Records from a data source
§
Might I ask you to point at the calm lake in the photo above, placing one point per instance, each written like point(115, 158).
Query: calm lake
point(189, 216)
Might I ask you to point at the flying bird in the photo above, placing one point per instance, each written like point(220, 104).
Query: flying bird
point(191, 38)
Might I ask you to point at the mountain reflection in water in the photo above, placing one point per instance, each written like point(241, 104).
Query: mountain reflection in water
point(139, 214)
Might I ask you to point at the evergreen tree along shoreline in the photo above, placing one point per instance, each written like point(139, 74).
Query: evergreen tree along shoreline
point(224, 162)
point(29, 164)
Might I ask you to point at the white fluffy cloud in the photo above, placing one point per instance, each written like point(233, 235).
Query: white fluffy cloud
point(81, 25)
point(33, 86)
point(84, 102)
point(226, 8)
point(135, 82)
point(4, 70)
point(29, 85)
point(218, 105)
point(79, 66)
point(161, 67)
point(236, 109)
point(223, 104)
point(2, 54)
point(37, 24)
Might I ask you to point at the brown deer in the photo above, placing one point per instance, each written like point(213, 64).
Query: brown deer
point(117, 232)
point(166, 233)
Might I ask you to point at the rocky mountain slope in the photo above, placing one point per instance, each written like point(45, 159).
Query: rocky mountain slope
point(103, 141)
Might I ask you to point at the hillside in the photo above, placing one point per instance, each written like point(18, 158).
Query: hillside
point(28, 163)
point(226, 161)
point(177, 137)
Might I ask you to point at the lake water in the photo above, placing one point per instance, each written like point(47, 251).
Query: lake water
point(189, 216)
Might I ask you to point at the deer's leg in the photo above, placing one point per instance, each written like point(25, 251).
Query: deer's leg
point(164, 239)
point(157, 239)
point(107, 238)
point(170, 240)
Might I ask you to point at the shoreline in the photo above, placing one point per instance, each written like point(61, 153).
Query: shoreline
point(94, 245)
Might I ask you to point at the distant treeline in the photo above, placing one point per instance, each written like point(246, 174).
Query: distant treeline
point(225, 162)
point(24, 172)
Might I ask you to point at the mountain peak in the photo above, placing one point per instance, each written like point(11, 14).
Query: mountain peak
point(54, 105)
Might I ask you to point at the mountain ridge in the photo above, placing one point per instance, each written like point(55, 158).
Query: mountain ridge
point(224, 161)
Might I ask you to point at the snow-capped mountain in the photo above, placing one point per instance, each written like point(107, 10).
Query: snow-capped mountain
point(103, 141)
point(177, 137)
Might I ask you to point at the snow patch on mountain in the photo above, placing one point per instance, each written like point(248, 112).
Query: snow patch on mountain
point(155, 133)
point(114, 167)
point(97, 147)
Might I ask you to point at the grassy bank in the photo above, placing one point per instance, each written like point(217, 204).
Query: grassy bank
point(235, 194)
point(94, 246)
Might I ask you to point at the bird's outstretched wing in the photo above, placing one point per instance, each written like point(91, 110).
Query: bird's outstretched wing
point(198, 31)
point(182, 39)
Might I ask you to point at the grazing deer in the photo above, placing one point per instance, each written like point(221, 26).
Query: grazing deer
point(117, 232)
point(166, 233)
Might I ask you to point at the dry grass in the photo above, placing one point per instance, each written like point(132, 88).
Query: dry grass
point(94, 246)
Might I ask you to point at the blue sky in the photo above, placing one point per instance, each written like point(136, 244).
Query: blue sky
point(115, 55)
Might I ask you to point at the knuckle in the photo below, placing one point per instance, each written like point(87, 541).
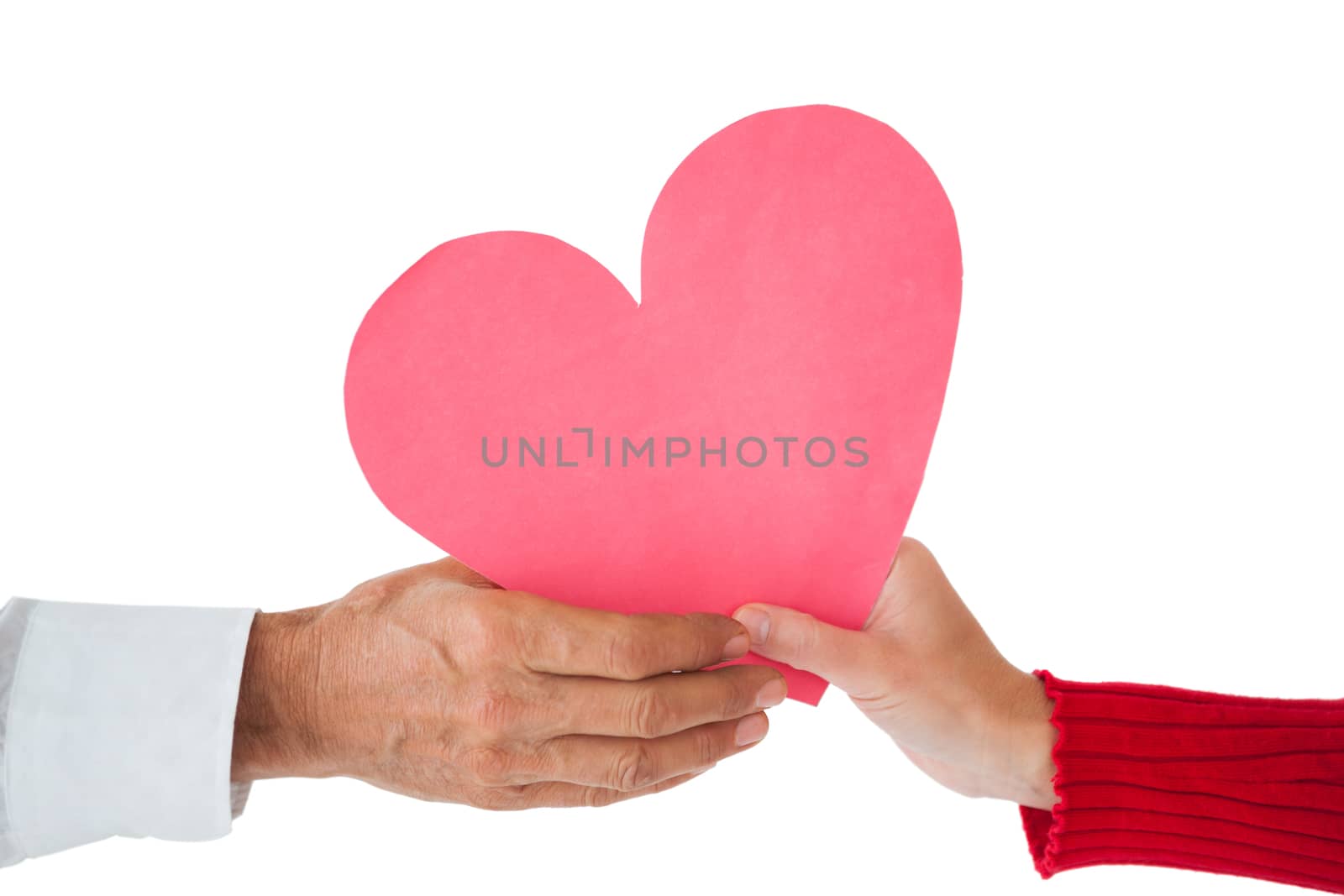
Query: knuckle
point(651, 715)
point(598, 797)
point(707, 750)
point(635, 768)
point(627, 654)
point(494, 712)
point(741, 698)
point(483, 629)
point(490, 766)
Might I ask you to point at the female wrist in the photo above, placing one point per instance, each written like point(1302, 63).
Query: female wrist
point(1023, 745)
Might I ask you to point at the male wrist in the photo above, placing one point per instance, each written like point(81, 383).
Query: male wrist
point(275, 707)
point(1026, 743)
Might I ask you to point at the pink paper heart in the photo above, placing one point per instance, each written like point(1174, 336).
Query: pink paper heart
point(801, 280)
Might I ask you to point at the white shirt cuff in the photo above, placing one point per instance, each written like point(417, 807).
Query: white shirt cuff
point(116, 720)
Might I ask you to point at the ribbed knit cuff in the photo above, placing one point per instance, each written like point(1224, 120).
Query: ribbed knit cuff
point(1149, 775)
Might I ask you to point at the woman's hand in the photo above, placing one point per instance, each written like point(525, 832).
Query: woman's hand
point(925, 672)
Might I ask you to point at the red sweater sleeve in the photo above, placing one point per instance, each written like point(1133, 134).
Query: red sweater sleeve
point(1149, 775)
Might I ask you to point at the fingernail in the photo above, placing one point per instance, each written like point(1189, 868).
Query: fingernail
point(772, 694)
point(757, 622)
point(737, 647)
point(750, 730)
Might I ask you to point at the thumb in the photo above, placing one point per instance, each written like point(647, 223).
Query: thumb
point(843, 658)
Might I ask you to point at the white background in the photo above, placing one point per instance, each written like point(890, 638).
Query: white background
point(1137, 474)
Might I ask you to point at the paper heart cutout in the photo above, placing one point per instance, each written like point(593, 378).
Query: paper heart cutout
point(801, 280)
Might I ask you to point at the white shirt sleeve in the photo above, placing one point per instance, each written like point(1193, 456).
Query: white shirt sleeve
point(116, 720)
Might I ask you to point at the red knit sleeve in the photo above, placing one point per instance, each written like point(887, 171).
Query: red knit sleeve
point(1151, 775)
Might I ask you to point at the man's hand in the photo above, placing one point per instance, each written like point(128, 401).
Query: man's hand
point(924, 671)
point(434, 683)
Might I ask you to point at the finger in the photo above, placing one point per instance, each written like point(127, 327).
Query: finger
point(635, 763)
point(663, 705)
point(575, 641)
point(561, 794)
point(840, 656)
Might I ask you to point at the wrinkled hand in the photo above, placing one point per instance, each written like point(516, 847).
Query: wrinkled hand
point(924, 671)
point(434, 683)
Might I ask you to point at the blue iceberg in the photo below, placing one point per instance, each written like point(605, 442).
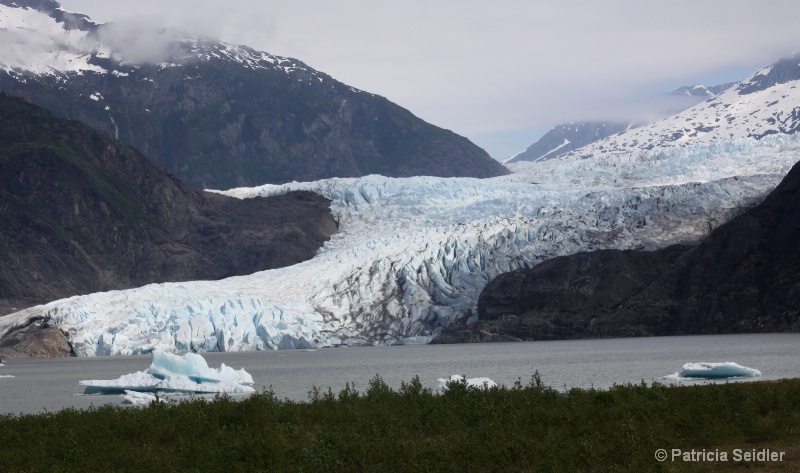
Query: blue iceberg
point(187, 373)
point(705, 370)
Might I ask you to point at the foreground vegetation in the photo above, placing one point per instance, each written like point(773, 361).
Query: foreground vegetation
point(522, 428)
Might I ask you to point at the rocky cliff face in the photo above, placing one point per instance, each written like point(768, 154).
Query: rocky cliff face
point(81, 213)
point(745, 277)
point(222, 116)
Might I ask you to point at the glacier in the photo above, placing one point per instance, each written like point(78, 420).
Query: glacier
point(187, 373)
point(413, 254)
point(706, 370)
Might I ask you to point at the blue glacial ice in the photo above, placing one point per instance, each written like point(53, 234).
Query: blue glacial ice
point(187, 373)
point(706, 370)
point(412, 255)
point(480, 382)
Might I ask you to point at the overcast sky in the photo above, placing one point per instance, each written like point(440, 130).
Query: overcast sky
point(500, 72)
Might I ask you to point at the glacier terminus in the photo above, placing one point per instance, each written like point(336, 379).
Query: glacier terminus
point(413, 254)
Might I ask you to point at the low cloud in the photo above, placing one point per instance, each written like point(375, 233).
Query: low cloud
point(140, 39)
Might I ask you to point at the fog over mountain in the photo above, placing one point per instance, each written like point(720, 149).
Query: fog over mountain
point(500, 73)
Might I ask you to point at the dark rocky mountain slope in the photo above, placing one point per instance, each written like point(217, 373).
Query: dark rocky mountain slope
point(743, 278)
point(222, 116)
point(80, 213)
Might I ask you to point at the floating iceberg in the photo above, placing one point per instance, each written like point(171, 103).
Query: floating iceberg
point(471, 382)
point(138, 399)
point(714, 371)
point(187, 373)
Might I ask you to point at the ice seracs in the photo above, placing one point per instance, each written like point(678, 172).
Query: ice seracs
point(413, 254)
point(706, 370)
point(187, 373)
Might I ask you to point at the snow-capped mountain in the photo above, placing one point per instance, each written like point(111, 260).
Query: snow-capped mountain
point(565, 138)
point(571, 136)
point(768, 102)
point(216, 114)
point(413, 254)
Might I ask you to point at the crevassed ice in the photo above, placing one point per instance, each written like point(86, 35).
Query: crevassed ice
point(412, 255)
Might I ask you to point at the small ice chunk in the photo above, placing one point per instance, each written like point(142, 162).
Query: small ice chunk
point(471, 382)
point(706, 370)
point(138, 399)
point(176, 373)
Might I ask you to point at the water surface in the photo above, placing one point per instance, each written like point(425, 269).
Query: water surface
point(52, 384)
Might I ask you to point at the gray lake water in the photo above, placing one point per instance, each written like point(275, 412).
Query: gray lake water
point(52, 384)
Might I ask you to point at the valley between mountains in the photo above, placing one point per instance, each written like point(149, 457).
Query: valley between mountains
point(340, 219)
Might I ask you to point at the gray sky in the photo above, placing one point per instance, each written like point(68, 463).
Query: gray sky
point(500, 72)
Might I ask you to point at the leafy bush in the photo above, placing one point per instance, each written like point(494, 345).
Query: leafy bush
point(528, 427)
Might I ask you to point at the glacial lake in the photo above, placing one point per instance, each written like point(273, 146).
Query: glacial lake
point(52, 384)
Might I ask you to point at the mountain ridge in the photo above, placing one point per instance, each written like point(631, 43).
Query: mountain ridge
point(81, 213)
point(222, 116)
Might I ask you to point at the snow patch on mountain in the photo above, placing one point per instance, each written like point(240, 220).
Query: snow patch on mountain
§
WHAT IS REQUIRED
From the entries above, copy every line containing the word "below".

EXPECTED ANSWER
Might I ask you to point at the knuckle in the photo below, placing one point per instance, each written like point(87, 541).
Might I ask you to point at the blue iceberg in the photo below, placing one point per instance, each written like point(605, 442).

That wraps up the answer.